■ Short task a
In the entries below, find every line that contains the string "hoodie" and copy each one. Case counts.

■ Selected text

^^^^

This same layering can be done with any attribute that is categorical (i.e. fits into a discrete number of buckets). Imagine breaking down all files by when they were last accessed (hour, day, week, month, year). Or bucketizing file size to see which directories contain many small files vs few large files.

Since the data is independent of the filesystem hierarchy, we don’t have to constrain ourselves to the tree view if it doesn’t make sense for the arbitrary question we want to ask. For example, if we want to know the relative breakdown of files owned by user ‘jsmith’ vs ‘jdoe’ broken down by file type and access history, we might end up looking at a picture like this:

By altering the order of specified attributes, you can greatly affect the complexity of the resulting image. By choosing the variable “file type” followed by “last accessed” and finally “user”, we get a much busier (and less helpful) visual:

Going beyond the filesystem

Since computer systems are full of related, categorical data – why constrain ourselves to the filesystem? Let’s look at a measurement of cpu utilization over a certain interval. During the measurement, 2 processes were running: cpuhog and failread. Each process spent some of it’s time in user mode and some in kernel mode. If we wanted to get a graphical sense of how the cpu spent it’s time during the interval, we could use combinations of stacked time-series graphs (the approach used by Analytics{.broken_link}):

Or we could apply our new tool Parallel Sets to the problem and get something like this:

Both visuals tell the story that cpuhog spends most of it’s time running in user mode, while failread is spending most if it’s time in kernel mode. The Analytics version puts the data in the context of a timeline, while the parallel sets image does not. For the purposes of spotting trends over time, the Analytics version would be the way to go. If a historical context wasn’t important (say, for a point-in-time snapshot) the parallel sets view may be a stronger choice, since it combines the data into one graph and uses slightly less ink.

^^^^

■ Available data
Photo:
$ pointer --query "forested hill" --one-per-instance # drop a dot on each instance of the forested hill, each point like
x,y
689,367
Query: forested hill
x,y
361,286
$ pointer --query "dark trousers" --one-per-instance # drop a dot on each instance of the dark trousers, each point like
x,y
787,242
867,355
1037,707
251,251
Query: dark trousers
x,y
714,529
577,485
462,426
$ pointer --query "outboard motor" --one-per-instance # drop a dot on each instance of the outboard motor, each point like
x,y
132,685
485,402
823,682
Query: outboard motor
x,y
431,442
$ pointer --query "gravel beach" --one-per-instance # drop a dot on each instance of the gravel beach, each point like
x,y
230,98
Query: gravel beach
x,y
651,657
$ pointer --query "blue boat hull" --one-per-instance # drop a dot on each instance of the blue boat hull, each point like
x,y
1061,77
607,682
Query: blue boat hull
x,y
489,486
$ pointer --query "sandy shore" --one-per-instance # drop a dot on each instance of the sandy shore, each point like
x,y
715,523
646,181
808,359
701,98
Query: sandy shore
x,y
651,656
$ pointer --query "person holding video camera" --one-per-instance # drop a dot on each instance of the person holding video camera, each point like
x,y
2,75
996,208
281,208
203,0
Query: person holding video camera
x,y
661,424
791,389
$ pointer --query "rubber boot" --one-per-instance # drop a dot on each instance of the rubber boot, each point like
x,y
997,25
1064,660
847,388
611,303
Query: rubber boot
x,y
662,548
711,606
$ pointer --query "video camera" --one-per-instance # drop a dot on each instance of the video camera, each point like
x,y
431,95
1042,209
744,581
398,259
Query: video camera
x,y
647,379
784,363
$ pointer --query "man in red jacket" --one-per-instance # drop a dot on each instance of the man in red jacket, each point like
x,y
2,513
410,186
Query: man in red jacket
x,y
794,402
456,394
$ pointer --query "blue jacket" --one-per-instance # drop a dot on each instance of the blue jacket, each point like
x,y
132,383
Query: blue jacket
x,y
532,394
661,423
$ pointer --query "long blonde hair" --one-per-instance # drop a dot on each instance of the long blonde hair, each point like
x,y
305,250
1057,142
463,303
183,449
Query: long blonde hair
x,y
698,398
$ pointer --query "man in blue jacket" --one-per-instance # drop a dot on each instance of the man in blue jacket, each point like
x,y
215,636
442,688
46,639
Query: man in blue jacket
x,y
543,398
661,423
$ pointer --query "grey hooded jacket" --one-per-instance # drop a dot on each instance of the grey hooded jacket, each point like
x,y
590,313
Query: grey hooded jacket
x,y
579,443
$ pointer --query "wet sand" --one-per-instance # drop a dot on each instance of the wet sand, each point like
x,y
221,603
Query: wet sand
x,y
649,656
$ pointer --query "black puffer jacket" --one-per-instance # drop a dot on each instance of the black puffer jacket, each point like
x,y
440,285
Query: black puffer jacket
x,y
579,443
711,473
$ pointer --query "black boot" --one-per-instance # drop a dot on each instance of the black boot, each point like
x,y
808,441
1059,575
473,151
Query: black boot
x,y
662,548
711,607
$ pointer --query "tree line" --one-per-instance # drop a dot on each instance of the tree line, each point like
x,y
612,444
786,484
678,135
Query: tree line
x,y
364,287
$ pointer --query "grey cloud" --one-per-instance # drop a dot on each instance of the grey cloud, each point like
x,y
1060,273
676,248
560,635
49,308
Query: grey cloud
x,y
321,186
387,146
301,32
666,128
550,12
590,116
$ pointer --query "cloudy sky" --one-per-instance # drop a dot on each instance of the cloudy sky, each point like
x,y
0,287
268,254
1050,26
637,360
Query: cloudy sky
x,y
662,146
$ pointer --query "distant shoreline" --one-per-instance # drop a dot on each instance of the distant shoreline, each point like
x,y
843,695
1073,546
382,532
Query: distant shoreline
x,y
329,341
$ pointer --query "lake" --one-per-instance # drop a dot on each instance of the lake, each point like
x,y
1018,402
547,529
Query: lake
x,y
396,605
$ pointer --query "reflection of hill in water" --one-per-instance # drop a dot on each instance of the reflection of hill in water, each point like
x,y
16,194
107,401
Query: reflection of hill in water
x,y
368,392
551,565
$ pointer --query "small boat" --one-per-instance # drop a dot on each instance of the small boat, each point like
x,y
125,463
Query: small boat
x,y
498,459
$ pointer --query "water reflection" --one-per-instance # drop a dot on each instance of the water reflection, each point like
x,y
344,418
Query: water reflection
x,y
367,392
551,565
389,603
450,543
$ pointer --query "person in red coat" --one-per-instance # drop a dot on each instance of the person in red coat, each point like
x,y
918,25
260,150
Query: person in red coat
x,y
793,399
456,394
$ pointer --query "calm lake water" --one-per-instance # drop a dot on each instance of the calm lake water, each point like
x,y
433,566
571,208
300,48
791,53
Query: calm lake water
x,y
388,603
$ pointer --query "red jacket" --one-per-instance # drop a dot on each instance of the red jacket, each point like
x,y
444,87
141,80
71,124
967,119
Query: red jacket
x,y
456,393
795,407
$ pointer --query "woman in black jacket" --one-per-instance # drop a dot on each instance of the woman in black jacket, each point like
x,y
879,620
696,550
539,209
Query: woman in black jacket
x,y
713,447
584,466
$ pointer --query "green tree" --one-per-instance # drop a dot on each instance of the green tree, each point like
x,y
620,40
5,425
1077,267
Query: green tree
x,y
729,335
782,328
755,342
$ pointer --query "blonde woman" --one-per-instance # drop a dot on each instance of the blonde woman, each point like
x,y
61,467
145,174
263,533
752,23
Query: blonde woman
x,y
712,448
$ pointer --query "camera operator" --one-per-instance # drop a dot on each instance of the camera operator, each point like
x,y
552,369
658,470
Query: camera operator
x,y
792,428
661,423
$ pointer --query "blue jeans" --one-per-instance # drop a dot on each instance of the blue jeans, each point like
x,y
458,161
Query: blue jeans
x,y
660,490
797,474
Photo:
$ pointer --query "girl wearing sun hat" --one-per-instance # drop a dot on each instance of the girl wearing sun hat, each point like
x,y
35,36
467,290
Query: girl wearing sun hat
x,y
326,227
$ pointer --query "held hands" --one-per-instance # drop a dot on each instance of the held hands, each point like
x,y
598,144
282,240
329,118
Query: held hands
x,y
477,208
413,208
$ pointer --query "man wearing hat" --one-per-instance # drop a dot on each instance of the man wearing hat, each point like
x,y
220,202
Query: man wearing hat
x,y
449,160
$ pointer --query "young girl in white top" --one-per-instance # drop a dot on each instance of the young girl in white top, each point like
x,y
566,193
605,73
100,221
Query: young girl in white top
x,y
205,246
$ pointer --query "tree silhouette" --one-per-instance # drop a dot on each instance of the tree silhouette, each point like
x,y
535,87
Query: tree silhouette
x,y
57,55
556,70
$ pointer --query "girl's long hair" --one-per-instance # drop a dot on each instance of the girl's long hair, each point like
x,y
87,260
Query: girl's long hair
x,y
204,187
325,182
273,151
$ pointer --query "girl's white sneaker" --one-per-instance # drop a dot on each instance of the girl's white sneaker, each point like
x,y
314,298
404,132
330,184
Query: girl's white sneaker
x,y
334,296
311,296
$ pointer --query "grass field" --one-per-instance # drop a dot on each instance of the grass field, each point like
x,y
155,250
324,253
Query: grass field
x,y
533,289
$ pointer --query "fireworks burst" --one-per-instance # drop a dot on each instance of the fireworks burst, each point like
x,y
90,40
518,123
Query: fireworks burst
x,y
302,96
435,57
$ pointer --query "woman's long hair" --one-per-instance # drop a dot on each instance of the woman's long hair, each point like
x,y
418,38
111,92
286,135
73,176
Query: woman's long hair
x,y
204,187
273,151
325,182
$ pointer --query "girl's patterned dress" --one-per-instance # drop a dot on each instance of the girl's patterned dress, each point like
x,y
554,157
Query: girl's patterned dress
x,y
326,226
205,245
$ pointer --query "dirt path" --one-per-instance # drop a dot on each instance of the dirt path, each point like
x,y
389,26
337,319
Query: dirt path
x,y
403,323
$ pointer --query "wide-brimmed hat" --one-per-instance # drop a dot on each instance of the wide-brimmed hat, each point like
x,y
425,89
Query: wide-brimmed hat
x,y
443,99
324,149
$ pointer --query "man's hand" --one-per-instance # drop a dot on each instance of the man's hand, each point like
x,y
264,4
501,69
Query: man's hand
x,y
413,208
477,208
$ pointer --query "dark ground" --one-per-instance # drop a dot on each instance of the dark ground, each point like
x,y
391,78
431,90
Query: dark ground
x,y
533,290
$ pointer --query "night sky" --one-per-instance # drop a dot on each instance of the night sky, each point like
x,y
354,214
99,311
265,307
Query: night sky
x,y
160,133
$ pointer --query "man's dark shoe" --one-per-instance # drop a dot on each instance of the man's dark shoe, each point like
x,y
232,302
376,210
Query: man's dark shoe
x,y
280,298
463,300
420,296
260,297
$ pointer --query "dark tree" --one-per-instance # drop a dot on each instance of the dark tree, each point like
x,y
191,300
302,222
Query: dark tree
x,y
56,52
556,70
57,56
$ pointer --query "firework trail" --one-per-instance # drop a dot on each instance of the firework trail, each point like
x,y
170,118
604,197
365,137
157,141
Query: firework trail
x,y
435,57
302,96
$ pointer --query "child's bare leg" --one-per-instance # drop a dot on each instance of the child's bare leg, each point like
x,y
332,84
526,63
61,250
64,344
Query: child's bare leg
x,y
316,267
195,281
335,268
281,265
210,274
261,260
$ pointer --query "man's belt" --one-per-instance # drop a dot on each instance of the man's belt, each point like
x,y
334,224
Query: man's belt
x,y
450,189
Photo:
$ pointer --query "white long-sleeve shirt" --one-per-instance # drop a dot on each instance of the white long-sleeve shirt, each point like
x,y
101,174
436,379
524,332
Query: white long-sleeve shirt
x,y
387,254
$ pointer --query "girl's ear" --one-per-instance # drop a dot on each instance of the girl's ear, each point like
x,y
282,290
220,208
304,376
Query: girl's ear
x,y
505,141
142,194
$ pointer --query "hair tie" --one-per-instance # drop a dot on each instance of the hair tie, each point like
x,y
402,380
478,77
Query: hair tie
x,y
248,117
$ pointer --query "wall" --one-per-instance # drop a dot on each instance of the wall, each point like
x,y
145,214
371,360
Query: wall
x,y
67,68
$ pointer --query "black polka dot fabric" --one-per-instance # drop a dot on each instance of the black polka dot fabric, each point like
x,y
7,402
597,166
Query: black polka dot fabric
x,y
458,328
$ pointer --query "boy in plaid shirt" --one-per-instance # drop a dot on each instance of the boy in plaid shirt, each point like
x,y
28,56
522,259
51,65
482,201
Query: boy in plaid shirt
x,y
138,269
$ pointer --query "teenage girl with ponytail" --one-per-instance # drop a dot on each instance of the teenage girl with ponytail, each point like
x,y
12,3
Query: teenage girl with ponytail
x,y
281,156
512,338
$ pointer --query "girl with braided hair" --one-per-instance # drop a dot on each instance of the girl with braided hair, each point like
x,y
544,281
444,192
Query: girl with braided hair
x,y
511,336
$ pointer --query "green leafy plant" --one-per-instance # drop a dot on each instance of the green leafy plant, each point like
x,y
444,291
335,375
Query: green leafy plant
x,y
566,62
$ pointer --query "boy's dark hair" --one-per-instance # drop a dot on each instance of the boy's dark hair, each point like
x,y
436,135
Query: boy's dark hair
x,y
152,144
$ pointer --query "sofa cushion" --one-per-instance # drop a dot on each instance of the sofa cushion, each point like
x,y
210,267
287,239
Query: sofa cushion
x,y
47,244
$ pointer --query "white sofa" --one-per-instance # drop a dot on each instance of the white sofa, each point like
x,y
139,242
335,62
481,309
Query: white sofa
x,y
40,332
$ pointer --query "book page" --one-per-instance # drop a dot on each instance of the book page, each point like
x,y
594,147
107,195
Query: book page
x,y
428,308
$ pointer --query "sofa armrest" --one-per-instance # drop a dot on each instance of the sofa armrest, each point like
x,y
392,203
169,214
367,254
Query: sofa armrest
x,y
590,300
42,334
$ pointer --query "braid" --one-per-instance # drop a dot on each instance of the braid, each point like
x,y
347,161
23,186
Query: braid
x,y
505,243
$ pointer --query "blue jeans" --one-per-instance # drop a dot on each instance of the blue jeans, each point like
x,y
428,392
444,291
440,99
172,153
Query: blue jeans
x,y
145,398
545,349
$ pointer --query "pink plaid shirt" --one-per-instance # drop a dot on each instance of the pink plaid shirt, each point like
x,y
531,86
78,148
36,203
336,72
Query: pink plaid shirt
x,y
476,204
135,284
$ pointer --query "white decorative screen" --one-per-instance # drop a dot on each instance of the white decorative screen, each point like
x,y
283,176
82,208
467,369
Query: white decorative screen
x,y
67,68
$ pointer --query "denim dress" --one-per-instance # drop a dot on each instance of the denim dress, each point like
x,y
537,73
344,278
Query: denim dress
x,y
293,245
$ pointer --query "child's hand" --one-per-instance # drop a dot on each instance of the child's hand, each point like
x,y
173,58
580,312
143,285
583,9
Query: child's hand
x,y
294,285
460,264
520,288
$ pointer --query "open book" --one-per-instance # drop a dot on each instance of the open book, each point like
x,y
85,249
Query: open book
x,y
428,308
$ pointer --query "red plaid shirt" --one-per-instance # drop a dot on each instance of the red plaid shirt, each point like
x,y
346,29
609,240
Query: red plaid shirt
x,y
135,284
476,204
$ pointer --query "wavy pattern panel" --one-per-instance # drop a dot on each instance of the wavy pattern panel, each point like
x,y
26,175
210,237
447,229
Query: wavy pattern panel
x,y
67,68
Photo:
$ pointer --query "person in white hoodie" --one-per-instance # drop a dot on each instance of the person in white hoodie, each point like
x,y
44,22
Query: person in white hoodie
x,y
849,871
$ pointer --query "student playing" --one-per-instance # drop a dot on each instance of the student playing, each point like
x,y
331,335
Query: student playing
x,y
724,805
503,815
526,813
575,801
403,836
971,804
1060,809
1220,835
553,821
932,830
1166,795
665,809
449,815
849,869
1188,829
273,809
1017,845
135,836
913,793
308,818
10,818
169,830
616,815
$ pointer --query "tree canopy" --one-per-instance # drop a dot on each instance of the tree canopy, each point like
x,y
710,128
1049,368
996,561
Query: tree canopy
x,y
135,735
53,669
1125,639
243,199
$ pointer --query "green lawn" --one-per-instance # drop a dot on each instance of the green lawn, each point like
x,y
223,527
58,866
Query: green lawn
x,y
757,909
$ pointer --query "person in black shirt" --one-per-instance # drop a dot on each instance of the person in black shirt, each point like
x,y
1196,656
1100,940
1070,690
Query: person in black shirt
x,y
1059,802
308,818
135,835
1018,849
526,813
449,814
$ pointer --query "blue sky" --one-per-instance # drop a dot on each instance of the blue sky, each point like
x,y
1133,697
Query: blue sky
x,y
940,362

^^^^

■ Short task b
Resume the passage on Parallel Sets visualization, picking up after its final sentence.

■ Right answer a
$ pointer --query "person in white hoodie" --one-per-instance # drop a dot on each instance of the person in white hoodie, each point like
Query: person in white hoodie

■ Right answer b
Conclusion

I think Parallel Sets has a future in visualizing certain aspects of computer systems. The tools available now are primitive (only accepting CSV data, and not allowing empty fields), but I think the tool is powerful enough that developers will be compelled to integrate it into their GUIs.

Update (1/1/2011): I just realized that the filesystem hierarchy diagrams (which were png files created using GraphVis) were not showing up on IE or Firefox. I’ve fixed these files, and they should work on all browsers now. If you read this post before using a browser other than Safari, you missed out on 2 diagrams. My apologies.